For the material below, the expected output is exactly the lines between the line holding "Please segment the orange" and the line holding "Please segment the faded", inclusive, with pictures left out.

▶ _SUPPLIED MATERIAL_:
BEGIN

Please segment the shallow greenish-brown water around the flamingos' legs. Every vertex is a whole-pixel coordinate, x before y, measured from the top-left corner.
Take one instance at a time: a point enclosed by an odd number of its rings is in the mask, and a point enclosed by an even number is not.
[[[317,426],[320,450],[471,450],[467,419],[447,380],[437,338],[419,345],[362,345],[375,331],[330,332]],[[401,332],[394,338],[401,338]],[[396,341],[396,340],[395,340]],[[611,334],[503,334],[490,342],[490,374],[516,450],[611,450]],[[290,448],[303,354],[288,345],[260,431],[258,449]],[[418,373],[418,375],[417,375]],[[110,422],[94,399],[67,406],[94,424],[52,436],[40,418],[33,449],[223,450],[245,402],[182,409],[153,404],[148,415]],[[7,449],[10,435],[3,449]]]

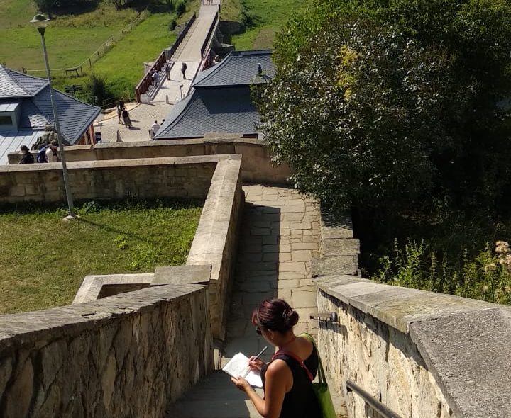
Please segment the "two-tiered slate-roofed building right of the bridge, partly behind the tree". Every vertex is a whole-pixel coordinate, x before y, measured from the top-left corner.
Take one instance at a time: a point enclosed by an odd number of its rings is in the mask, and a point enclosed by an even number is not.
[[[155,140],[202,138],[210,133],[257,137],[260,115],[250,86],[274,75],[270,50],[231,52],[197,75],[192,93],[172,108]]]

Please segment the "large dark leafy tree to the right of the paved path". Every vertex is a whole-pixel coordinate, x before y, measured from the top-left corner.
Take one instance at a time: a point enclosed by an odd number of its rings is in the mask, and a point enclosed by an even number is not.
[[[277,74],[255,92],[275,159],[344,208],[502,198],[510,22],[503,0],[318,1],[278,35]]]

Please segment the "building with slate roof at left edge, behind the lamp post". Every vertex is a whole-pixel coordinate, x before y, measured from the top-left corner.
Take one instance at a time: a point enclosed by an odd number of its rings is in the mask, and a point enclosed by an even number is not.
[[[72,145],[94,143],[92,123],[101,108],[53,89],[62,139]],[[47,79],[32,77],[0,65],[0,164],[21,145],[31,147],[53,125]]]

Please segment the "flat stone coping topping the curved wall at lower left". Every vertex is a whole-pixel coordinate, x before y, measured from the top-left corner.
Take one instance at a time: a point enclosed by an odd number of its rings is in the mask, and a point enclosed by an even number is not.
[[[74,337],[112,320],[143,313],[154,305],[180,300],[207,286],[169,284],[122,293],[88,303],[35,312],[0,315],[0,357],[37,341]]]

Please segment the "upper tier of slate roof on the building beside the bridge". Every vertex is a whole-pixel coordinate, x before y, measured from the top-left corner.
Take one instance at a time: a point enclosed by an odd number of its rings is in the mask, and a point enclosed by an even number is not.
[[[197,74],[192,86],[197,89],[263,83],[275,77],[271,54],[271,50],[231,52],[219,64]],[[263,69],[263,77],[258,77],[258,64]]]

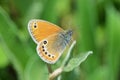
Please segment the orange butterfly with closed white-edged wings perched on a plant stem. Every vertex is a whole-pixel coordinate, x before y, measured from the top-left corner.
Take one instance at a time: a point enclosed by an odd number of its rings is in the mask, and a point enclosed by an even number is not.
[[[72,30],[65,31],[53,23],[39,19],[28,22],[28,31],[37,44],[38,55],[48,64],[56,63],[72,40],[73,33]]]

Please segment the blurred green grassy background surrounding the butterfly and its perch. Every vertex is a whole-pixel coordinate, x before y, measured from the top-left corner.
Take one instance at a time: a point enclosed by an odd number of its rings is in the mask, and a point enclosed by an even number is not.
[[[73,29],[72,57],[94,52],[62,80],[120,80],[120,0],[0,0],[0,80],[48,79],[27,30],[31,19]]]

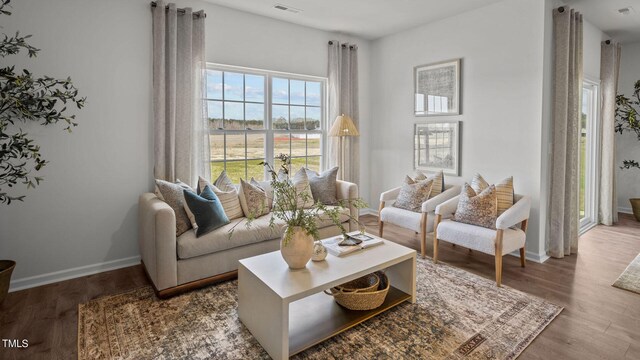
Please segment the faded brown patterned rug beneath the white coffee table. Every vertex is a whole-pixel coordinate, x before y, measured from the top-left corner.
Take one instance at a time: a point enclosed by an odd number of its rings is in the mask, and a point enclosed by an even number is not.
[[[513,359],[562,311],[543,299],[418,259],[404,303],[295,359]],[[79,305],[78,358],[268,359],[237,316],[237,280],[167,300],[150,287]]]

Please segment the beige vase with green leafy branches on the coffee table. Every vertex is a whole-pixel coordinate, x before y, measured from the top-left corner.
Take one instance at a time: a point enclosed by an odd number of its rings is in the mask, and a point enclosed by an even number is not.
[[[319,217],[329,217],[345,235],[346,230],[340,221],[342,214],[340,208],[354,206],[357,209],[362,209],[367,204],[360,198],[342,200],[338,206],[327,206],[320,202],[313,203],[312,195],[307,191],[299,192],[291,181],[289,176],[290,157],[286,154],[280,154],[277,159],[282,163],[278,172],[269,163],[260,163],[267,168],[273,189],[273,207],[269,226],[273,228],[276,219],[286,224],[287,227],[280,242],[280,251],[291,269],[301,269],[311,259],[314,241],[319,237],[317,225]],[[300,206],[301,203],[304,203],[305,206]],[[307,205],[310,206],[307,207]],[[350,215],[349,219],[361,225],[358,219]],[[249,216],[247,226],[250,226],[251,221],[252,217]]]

END
BEGIN

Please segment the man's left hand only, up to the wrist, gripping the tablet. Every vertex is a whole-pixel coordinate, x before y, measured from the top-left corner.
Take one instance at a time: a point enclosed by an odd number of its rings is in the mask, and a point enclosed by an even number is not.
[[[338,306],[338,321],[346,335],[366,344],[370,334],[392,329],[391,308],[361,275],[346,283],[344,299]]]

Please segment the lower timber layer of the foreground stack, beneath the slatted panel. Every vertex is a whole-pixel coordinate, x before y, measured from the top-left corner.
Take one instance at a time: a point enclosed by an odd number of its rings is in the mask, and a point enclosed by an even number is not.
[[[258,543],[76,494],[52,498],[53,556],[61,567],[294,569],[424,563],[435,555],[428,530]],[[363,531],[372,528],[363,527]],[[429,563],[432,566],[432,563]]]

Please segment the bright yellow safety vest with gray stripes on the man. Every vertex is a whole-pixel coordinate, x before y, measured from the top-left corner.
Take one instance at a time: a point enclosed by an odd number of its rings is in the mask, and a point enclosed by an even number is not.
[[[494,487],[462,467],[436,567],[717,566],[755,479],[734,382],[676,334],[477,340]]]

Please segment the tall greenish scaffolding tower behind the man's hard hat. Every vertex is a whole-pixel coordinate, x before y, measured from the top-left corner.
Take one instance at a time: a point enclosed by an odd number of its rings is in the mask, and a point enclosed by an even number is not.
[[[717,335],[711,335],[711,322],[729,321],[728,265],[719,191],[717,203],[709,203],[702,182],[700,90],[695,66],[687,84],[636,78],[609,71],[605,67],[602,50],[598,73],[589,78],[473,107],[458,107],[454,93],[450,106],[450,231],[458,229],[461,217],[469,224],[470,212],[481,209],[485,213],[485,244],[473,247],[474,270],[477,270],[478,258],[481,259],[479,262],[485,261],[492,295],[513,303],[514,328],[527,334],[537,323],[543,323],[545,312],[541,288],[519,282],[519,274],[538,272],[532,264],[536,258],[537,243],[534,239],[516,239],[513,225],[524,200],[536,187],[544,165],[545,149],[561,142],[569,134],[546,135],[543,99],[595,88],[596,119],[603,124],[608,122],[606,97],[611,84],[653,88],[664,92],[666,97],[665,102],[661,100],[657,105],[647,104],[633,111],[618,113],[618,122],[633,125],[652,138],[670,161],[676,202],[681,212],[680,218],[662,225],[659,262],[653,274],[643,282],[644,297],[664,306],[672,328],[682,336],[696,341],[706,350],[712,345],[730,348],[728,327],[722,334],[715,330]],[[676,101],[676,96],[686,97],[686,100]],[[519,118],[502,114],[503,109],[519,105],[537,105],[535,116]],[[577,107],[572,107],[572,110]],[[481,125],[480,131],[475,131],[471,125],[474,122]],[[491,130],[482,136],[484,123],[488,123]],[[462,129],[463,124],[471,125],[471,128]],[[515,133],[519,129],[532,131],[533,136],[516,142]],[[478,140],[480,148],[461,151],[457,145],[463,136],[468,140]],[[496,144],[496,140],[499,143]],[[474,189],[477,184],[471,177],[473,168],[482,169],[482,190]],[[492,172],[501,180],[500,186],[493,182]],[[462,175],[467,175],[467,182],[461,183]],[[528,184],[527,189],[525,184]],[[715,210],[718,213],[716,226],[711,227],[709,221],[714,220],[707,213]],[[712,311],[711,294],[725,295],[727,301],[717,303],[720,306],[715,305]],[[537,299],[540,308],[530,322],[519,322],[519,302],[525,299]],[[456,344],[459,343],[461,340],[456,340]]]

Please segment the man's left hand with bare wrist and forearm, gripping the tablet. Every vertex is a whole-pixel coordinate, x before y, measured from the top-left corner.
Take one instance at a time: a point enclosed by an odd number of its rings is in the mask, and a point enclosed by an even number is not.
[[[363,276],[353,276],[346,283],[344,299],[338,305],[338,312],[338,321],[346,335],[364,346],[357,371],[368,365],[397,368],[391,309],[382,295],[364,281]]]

END

▶ _THE COMPLETED TASK_:
Please segment the orange butterfly with closed white-edged wings perched on a plant stem. Every vertex is a whole-pixel coordinate, x before y, measured from the top-left corner.
Take one instance at a time: a point enclosed by an odd number of its rings is in the mask, and a point enclosed by an even number is not.
[[[72,30],[65,31],[53,23],[39,19],[28,22],[28,31],[37,44],[38,55],[48,64],[56,63],[72,40],[73,33]]]

Please segment the blurred green grassy background surrounding the butterfly and its perch. Every vertex is a whole-pixel coordinate, x before y, measured from the top-left corner.
Take one instance at a time: a point enclosed by an odd number of its rings is in the mask, and a point enclosed by an even number is not.
[[[73,29],[72,57],[94,52],[62,80],[120,80],[120,0],[0,0],[0,80],[48,79],[27,30],[31,19]]]

Please segment the faded brown patterned rug beneath the white coffee table. Every vertex is a whole-pixel coordinate, x before y, measured from the top-left corner.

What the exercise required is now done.